The exercise: Turn every line of the listing below into a JSON list of strings, one string per line, and skip any blank lines.

[Begin Items]

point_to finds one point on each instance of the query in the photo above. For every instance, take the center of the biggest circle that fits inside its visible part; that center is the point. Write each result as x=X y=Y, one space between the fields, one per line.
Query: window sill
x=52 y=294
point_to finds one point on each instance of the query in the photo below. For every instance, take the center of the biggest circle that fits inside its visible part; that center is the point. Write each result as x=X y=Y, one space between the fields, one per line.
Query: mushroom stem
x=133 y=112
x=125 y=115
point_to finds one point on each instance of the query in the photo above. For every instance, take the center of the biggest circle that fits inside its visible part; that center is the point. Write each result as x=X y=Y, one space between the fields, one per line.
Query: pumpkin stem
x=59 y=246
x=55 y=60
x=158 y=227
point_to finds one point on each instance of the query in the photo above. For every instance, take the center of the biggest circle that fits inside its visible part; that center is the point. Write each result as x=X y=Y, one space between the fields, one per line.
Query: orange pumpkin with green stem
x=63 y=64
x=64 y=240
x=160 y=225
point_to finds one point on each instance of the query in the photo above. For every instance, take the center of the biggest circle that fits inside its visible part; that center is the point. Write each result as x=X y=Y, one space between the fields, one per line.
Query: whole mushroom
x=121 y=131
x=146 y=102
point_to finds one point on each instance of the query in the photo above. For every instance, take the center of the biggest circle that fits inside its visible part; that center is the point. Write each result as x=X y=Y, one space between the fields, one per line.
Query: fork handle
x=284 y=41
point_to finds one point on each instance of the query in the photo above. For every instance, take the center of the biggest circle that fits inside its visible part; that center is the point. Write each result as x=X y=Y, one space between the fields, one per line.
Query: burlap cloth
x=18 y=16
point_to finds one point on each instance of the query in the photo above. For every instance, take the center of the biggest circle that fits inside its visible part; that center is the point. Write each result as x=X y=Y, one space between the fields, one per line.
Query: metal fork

[End Items]

Response to this exercise:
[
  "point_to finds one point on each instance of the query in the photo above. For every instance, take the center of the biggest circle that fits inside its visible part; that center is the point. Write each result as x=X y=Y, one space between the fields, one per line.",
  "Query: window sill",
  "x=52 y=294",
  "point_to finds one point on each instance of the query in the photo below. For every instance, take the center of the biggest circle that fits inside its visible part; that center is the point. Write each result as x=X y=Y, one space between the fields, one per line.",
  "Query: mushroom stem",
  "x=133 y=112",
  "x=125 y=115",
  "point_to finds one point on each instance of the query in the photo above. For every instance, take the center of the biggest circle that fits inside its visible part; that center is the point. Write each result as x=X y=Y, one space between the fields, one per line.",
  "Query: pumpkin stem",
  "x=59 y=246",
  "x=55 y=60",
  "x=158 y=227",
  "point_to finds one point on each instance of the query in the photo above. For every instance, take the center of the biggest circle that fits inside its visible part; that center is the point. Write each result as x=X y=Y, one space between the fields, one per line.",
  "Query: orange pumpkin with green stem",
  "x=63 y=64",
  "x=64 y=240",
  "x=160 y=225",
  "point_to finds one point on each instance of the query in the photo above. For every instance, take the center of the biggest circle that fits inside its visible part; that center is the point. Write each result as x=X y=Y, one space between the fields, one per line.",
  "Query: whole mushroom",
  "x=121 y=131",
  "x=146 y=102",
  "point_to finds one point on each instance of the query in the photo above. For every instance, take the center of the biggest circle that fits inside its visible part; that center is the point. Write each result as x=X y=Y, one space between the fields, one per line.",
  "Query: fork handle",
  "x=284 y=41",
  "point_to finds one point on each instance of the query in the photo above. For every instance, take the center of the biggest circle that fits inside its visible part; that center is the point. Write each result as x=X y=Y, one space between the fields, one per line.",
  "Query: burlap cloth",
  "x=18 y=16",
  "point_to finds one point on each instance of the query in the photo above. For every instance, take the center of the biggest circle that fits inside its visible part; that center is the point. Write each result as x=X y=Y, one space between the fields, one per line.",
  "Query: metal fork"
]